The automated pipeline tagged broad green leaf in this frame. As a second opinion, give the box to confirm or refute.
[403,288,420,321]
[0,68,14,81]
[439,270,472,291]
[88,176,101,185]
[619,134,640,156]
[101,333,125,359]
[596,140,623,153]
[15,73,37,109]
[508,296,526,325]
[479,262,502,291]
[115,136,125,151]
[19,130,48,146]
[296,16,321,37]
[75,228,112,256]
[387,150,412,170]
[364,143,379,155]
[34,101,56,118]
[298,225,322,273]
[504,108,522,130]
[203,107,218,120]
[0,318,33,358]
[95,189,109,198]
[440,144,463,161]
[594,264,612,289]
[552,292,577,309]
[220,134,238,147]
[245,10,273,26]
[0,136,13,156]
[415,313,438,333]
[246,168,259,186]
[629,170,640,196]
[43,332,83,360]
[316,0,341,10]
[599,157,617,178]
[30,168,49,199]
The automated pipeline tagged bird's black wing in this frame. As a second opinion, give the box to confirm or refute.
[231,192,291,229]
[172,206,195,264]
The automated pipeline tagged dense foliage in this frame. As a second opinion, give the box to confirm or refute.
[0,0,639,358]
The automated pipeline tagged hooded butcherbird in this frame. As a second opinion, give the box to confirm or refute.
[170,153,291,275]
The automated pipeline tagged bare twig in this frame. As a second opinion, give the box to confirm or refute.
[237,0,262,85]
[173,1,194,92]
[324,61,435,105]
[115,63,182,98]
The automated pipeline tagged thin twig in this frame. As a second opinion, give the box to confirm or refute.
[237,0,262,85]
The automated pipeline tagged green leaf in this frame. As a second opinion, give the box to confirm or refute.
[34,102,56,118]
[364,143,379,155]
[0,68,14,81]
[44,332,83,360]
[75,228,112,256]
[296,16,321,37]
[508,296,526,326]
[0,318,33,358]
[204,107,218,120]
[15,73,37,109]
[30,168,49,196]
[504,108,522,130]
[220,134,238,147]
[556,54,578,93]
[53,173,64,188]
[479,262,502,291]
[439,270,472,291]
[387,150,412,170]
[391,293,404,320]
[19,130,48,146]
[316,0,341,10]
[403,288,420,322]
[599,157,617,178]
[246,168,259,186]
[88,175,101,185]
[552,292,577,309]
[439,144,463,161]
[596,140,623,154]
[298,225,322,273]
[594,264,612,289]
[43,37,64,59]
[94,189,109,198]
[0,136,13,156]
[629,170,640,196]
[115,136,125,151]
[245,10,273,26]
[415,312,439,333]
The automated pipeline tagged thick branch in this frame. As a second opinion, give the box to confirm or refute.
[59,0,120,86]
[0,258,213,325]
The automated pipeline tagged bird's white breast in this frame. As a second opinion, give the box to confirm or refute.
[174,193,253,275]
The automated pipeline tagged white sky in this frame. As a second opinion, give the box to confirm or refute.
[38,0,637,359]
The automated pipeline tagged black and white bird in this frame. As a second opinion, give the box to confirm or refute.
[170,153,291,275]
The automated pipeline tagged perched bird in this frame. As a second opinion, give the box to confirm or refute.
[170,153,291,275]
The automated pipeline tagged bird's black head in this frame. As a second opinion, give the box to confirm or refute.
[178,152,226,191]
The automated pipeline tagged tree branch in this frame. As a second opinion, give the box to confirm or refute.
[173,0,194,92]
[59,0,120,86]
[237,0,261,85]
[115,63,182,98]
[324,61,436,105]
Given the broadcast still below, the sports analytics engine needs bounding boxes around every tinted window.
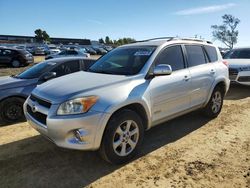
[204,46,218,62]
[81,59,95,70]
[67,50,78,55]
[185,45,206,67]
[17,61,56,79]
[156,45,185,71]
[2,49,12,56]
[89,46,156,75]
[237,49,250,59]
[52,60,80,77]
[59,51,66,55]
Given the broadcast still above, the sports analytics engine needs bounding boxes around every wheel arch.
[204,79,228,106]
[0,95,27,104]
[94,102,150,150]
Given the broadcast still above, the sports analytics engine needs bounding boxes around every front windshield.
[88,46,156,75]
[17,61,56,79]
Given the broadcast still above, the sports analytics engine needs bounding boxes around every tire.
[203,86,224,118]
[0,97,26,124]
[11,60,21,68]
[99,109,144,164]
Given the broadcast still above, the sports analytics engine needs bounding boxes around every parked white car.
[224,47,250,86]
[49,46,61,54]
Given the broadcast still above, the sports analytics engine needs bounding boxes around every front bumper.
[24,97,109,151]
[25,57,34,64]
[230,70,250,86]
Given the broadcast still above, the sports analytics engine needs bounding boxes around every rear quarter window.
[204,45,218,62]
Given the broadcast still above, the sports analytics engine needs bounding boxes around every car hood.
[33,71,133,104]
[0,76,37,90]
[227,59,250,68]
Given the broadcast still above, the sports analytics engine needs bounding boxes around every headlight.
[57,96,98,115]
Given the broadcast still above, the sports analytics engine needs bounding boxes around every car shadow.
[0,111,209,188]
[225,84,250,100]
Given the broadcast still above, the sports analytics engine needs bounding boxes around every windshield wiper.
[88,69,114,75]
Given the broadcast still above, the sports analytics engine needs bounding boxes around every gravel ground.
[0,84,249,188]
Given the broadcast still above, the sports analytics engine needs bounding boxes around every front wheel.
[99,110,144,164]
[0,97,26,124]
[203,87,224,118]
[11,60,21,68]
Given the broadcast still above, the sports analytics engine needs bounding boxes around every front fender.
[92,97,152,150]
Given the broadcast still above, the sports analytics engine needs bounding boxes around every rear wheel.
[11,60,21,68]
[203,86,224,118]
[0,97,25,124]
[99,110,144,164]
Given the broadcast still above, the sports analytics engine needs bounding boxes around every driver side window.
[156,45,185,71]
[51,60,80,77]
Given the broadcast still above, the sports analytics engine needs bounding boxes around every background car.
[0,57,95,124]
[93,47,107,55]
[45,49,90,59]
[0,47,33,67]
[33,47,46,55]
[48,45,61,54]
[224,47,250,85]
[103,45,113,52]
[84,47,97,55]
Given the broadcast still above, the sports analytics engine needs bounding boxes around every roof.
[45,57,96,63]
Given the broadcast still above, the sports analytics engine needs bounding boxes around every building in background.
[0,35,91,45]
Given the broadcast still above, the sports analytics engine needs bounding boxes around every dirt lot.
[0,84,249,188]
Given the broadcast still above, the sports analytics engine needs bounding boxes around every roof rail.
[135,37,212,44]
[179,38,213,44]
[134,37,175,43]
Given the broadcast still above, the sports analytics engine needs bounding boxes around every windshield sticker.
[134,50,153,56]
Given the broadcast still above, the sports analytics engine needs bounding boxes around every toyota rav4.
[24,37,230,164]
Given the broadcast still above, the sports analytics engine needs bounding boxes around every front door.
[149,45,191,124]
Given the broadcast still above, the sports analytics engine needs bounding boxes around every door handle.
[210,69,216,74]
[183,75,190,81]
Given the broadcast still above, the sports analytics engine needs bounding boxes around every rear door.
[0,49,13,64]
[149,45,191,123]
[185,45,216,107]
[51,60,80,77]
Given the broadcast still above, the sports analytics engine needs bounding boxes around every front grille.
[30,94,51,108]
[238,76,250,82]
[27,105,47,125]
[229,68,238,81]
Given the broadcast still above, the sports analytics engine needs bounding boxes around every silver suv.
[24,38,230,164]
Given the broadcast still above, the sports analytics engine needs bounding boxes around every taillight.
[222,60,229,67]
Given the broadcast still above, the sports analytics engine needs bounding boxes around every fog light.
[74,129,86,142]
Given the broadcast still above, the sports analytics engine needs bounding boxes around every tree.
[211,14,240,49]
[99,38,104,44]
[42,31,50,42]
[105,36,111,44]
[34,29,50,43]
[113,37,136,46]
[34,29,43,43]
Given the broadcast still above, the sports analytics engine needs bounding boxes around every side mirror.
[41,72,56,81]
[153,64,172,76]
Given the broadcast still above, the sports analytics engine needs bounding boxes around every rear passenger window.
[237,49,250,59]
[204,46,218,62]
[52,60,80,77]
[185,45,207,67]
[156,45,185,71]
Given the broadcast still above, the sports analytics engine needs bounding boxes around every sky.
[0,0,249,47]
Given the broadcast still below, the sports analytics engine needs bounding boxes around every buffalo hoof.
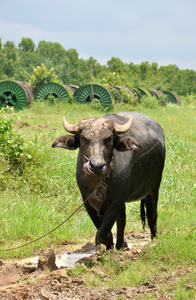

○ ○ ○ ○ ○ ○ ○

■ TASK ITEM: Exactly the lines from the one with "around every tree." through the end of the records should be written out, and only those. Pictures do not belong in the copy.

■ SOLUTION:
Given the broadcast still above, the sports analytics engine needs bounding boxes around every tree.
[211,14,240,49]
[99,38,104,44]
[42,31,50,42]
[105,36,111,44]
[34,29,50,43]
[113,37,136,46]
[34,29,43,43]
Given the broadcast still above, the sports analytics engine needs bounding boxes around every side mirror.
[41,72,56,81]
[153,64,172,76]
Given the broadcast still above, the sports analytics engine needs bounding boxes around every rear passenger window.
[237,49,250,59]
[204,46,218,62]
[52,60,80,77]
[185,45,207,67]
[156,45,185,71]
Given the broadcast still above, the sports analytics engine needs bounding boxes around every sky.
[0,0,249,47]
Given the broadcast still below, the sports analytics engine needs bounding boxes around every buffalo hoof.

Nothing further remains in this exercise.